[Your task] Please locate each line in the entries below that contains the word "handle", and copy those lines.

[Available records]

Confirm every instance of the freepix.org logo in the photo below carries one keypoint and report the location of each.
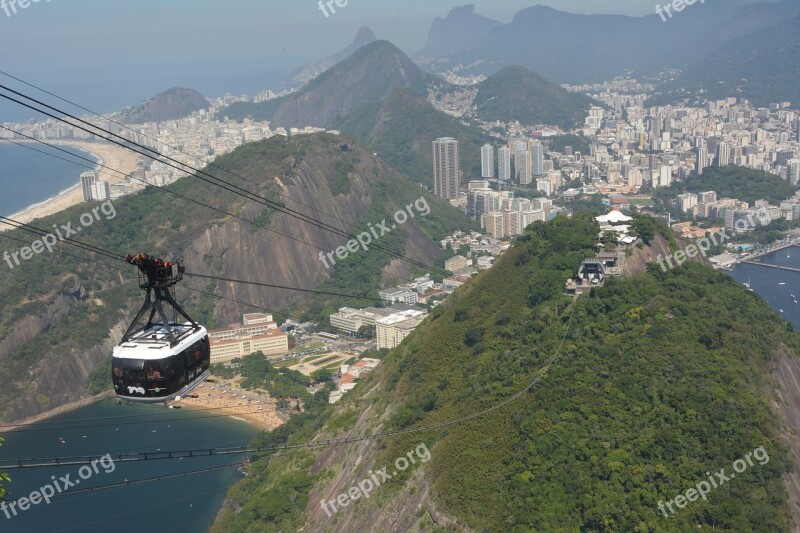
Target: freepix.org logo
(363, 240)
(677, 5)
(10, 6)
(58, 486)
(62, 232)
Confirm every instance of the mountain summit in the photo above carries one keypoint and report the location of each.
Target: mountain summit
(308, 72)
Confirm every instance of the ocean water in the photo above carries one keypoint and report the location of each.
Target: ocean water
(28, 177)
(183, 504)
(767, 282)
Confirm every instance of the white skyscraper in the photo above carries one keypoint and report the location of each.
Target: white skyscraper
(88, 179)
(487, 161)
(100, 191)
(445, 168)
(702, 159)
(537, 153)
(723, 154)
(523, 164)
(793, 171)
(665, 177)
(504, 163)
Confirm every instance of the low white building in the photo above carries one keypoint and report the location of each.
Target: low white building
(391, 330)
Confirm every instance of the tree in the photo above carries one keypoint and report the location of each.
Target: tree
(645, 228)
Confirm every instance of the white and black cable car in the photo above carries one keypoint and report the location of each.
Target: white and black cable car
(160, 359)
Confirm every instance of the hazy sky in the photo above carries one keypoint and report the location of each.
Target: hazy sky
(115, 53)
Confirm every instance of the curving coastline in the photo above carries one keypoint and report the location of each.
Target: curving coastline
(108, 154)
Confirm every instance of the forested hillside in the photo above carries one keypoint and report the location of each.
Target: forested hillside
(640, 388)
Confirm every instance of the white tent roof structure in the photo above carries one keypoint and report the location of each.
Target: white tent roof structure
(614, 217)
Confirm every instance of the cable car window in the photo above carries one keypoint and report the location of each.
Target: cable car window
(133, 364)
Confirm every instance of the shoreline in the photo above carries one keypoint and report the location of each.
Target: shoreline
(60, 410)
(107, 154)
(260, 416)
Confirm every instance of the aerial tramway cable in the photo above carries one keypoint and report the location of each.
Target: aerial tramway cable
(200, 174)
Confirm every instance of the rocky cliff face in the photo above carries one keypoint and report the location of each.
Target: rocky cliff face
(312, 182)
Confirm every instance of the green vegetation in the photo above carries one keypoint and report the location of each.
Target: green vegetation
(732, 182)
(281, 383)
(654, 381)
(516, 93)
(369, 75)
(276, 507)
(84, 300)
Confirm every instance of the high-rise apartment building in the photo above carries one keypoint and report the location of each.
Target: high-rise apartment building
(487, 161)
(504, 163)
(446, 168)
(537, 155)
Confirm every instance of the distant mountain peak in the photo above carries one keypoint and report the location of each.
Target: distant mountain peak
(308, 72)
(459, 29)
(369, 75)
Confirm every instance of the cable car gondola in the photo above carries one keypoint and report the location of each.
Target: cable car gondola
(160, 359)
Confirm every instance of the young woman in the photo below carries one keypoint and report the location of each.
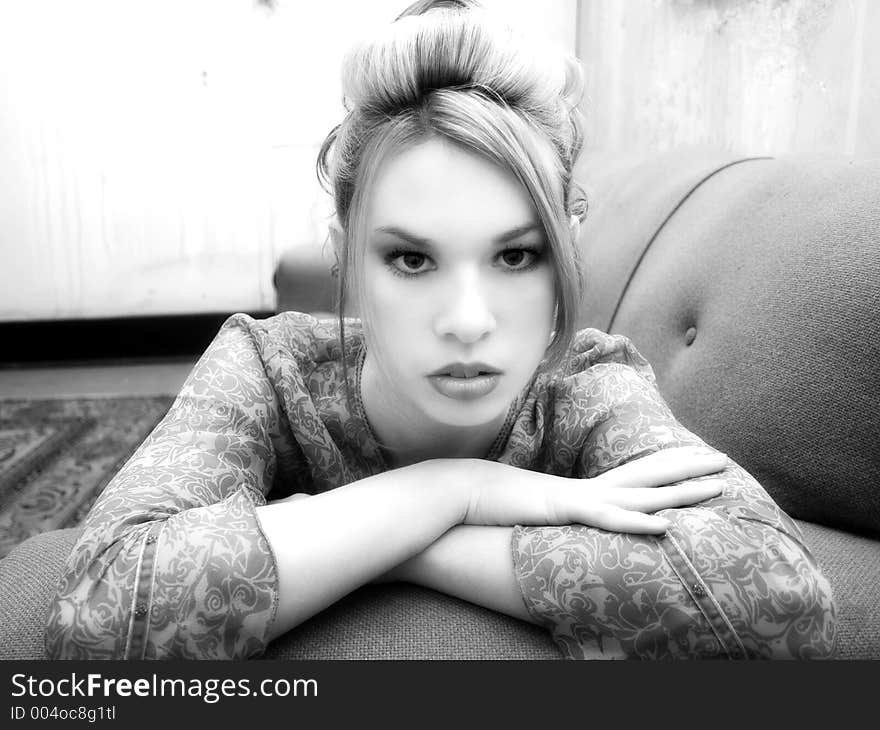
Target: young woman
(459, 434)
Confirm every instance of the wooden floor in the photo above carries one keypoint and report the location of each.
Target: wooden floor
(68, 381)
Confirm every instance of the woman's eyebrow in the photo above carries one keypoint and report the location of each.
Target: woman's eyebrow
(410, 238)
(515, 233)
(423, 242)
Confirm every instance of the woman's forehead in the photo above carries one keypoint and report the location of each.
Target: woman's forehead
(439, 185)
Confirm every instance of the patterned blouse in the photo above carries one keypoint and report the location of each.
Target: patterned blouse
(172, 561)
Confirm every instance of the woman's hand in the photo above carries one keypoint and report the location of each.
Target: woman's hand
(619, 500)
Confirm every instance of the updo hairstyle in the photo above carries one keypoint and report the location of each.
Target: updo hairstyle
(448, 69)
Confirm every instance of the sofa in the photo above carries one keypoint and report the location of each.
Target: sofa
(752, 285)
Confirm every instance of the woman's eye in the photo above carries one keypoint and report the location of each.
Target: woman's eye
(518, 258)
(408, 262)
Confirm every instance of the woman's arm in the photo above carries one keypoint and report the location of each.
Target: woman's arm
(731, 577)
(180, 558)
(329, 544)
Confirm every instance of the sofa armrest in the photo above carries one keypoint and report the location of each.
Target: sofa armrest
(28, 577)
(376, 622)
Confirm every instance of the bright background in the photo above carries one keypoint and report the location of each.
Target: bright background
(157, 157)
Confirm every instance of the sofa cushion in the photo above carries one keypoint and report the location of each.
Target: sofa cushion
(406, 622)
(852, 565)
(28, 577)
(376, 622)
(758, 304)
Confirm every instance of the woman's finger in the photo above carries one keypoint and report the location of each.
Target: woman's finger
(664, 467)
(652, 499)
(614, 519)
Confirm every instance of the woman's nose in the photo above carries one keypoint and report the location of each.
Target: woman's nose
(467, 314)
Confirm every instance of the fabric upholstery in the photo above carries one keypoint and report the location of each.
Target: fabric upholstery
(376, 622)
(406, 622)
(852, 565)
(773, 268)
(28, 576)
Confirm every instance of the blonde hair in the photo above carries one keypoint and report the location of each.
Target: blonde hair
(448, 69)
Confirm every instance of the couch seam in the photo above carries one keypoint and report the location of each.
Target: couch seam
(662, 225)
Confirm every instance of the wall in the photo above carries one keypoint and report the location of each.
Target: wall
(752, 76)
(157, 157)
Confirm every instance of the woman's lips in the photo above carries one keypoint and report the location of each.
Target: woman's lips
(462, 388)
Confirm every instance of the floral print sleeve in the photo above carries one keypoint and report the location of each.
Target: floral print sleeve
(172, 562)
(732, 578)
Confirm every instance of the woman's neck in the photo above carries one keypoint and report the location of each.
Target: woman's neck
(408, 438)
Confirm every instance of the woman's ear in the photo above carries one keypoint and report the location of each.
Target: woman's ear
(337, 238)
(575, 226)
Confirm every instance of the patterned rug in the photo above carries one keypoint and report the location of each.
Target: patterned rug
(57, 455)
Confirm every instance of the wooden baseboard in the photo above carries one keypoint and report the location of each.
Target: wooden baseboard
(124, 339)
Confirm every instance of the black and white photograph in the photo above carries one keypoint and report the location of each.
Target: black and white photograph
(439, 330)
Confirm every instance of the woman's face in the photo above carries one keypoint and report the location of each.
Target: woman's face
(458, 284)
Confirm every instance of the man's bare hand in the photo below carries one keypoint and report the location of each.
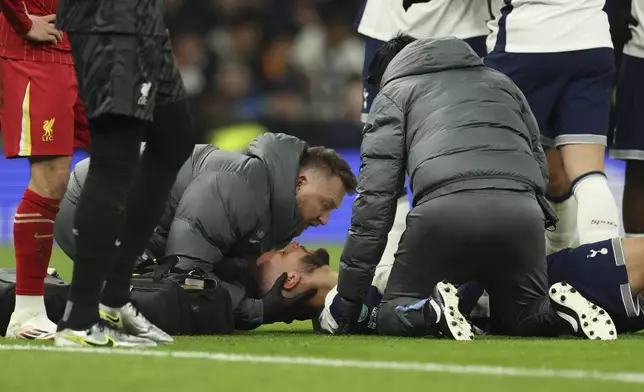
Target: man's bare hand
(43, 30)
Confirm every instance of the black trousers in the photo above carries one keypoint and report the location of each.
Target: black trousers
(494, 236)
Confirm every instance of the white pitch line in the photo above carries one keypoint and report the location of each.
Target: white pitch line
(637, 378)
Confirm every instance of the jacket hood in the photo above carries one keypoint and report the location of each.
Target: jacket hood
(281, 154)
(431, 55)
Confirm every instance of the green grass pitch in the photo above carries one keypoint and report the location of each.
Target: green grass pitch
(292, 358)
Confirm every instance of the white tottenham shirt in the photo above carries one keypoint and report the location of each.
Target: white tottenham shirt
(635, 47)
(548, 26)
(384, 19)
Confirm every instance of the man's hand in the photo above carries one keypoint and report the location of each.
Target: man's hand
(346, 314)
(280, 308)
(620, 31)
(409, 3)
(43, 30)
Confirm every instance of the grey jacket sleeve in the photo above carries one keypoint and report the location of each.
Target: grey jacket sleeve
(535, 136)
(382, 174)
(217, 210)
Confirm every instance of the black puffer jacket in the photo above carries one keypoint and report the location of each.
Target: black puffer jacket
(452, 124)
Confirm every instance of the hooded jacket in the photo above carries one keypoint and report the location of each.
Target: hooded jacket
(451, 124)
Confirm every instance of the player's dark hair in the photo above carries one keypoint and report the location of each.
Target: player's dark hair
(384, 55)
(330, 161)
(314, 260)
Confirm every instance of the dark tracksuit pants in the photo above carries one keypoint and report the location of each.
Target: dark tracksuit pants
(495, 236)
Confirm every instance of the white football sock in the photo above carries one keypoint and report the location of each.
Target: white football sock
(597, 215)
(563, 235)
(386, 262)
(28, 306)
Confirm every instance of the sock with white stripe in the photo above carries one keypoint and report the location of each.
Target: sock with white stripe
(597, 214)
(33, 237)
(566, 210)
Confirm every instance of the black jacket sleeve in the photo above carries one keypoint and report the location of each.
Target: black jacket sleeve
(382, 174)
(217, 210)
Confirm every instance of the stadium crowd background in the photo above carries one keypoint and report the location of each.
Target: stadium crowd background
(253, 66)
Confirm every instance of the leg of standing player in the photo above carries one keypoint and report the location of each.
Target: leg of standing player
(120, 116)
(38, 123)
(629, 142)
(170, 141)
(569, 93)
(539, 78)
(581, 123)
(369, 92)
(609, 273)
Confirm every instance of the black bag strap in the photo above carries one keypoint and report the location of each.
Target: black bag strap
(163, 266)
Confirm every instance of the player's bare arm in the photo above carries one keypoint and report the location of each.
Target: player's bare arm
(40, 29)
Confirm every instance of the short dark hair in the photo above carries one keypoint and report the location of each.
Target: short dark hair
(314, 260)
(330, 161)
(384, 55)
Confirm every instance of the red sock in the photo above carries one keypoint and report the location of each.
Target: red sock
(33, 239)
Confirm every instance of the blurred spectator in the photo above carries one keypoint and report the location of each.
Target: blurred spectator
(289, 64)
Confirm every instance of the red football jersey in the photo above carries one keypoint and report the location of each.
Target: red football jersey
(14, 23)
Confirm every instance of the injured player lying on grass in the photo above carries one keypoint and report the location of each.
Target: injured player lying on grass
(608, 273)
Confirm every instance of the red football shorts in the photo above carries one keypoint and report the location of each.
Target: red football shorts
(41, 113)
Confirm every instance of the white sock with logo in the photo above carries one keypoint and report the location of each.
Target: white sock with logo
(564, 234)
(597, 214)
(383, 269)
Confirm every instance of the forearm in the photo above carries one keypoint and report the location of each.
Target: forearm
(16, 15)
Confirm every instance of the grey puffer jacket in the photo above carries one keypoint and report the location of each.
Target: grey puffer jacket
(451, 124)
(224, 210)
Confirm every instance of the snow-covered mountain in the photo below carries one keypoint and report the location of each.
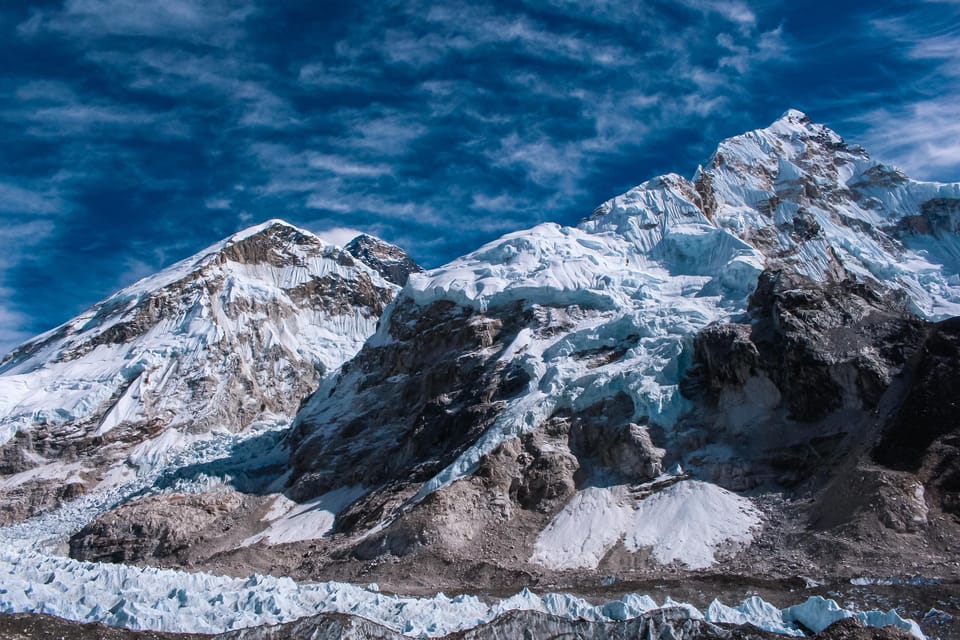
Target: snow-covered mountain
(745, 373)
(536, 389)
(238, 333)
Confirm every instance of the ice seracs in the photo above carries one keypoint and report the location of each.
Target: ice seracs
(558, 330)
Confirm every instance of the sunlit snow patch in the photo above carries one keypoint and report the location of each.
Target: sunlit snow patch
(165, 600)
(292, 522)
(686, 523)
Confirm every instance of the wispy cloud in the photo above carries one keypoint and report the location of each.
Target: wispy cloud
(921, 131)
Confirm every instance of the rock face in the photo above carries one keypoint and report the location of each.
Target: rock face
(750, 324)
(923, 434)
(389, 260)
(747, 358)
(233, 335)
(796, 384)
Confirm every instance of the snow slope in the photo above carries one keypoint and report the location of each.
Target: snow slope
(166, 600)
(685, 522)
(637, 280)
(214, 315)
(671, 256)
(236, 334)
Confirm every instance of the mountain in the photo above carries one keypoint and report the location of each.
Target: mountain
(518, 407)
(230, 337)
(739, 382)
(389, 260)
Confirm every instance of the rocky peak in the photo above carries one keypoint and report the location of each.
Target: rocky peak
(233, 335)
(389, 260)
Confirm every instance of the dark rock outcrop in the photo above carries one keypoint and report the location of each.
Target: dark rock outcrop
(389, 260)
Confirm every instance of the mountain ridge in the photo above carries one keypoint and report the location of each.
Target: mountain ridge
(691, 382)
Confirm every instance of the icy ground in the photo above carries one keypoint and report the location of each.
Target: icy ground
(168, 600)
(34, 580)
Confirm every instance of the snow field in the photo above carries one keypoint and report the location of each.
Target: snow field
(165, 600)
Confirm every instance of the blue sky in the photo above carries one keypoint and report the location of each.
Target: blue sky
(136, 133)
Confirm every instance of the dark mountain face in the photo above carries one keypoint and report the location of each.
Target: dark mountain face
(389, 260)
(751, 373)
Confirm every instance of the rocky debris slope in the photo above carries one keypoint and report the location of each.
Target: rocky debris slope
(389, 260)
(233, 335)
(746, 324)
(564, 405)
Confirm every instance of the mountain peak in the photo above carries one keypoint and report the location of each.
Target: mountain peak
(389, 260)
(794, 116)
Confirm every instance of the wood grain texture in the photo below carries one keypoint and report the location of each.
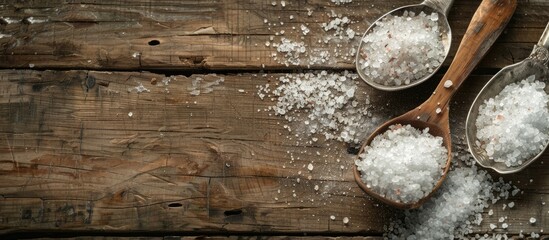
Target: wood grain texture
(215, 34)
(72, 159)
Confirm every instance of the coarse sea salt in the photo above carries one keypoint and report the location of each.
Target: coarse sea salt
(402, 49)
(454, 209)
(403, 163)
(324, 103)
(513, 126)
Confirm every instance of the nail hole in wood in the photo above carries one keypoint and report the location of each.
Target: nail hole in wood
(233, 212)
(353, 150)
(175, 205)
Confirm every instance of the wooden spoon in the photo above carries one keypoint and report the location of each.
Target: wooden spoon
(486, 25)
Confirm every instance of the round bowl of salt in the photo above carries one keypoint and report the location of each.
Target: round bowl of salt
(406, 46)
(508, 123)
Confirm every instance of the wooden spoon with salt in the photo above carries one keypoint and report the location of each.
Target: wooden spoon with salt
(487, 23)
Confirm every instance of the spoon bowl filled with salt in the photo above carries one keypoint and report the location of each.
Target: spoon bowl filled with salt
(406, 46)
(405, 160)
(508, 123)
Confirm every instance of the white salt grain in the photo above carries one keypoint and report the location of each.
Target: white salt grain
(513, 126)
(328, 100)
(403, 163)
(402, 49)
(454, 209)
(448, 83)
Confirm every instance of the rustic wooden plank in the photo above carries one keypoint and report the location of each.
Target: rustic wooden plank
(72, 159)
(215, 34)
(229, 238)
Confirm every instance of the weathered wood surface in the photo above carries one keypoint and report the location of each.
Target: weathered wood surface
(215, 34)
(75, 159)
(72, 159)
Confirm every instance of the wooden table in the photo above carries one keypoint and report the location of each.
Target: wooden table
(82, 153)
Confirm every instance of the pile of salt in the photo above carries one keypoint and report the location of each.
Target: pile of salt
(403, 163)
(402, 49)
(514, 125)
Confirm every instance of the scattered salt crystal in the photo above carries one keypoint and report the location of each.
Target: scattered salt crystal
(454, 209)
(448, 83)
(400, 50)
(328, 99)
(513, 127)
(403, 163)
(338, 2)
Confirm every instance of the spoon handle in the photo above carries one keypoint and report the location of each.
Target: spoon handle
(442, 6)
(486, 25)
(544, 40)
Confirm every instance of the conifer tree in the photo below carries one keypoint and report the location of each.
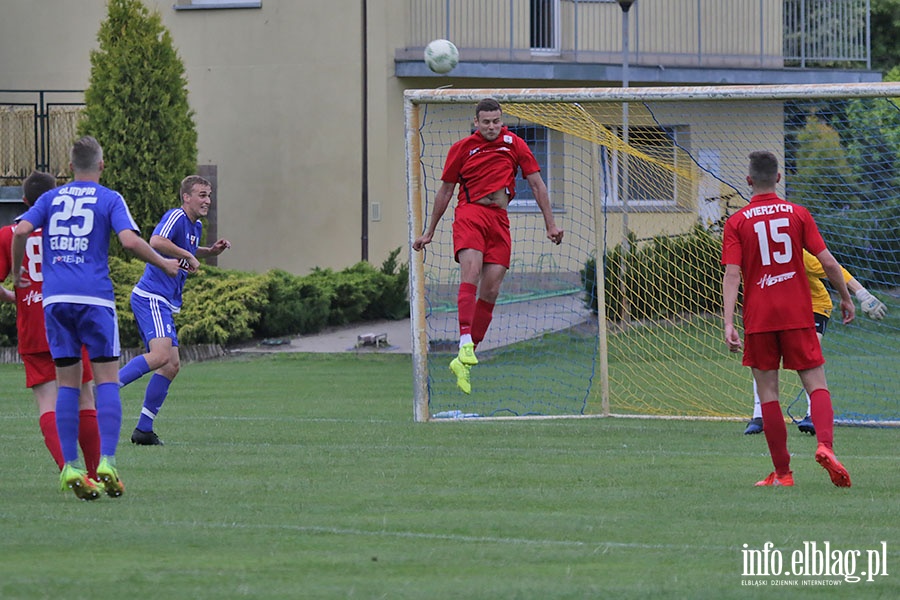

[Task answer]
Confirm every instance of the spoon handle in the photo above carries one keypoint and report the location of each.
Target: spoon handle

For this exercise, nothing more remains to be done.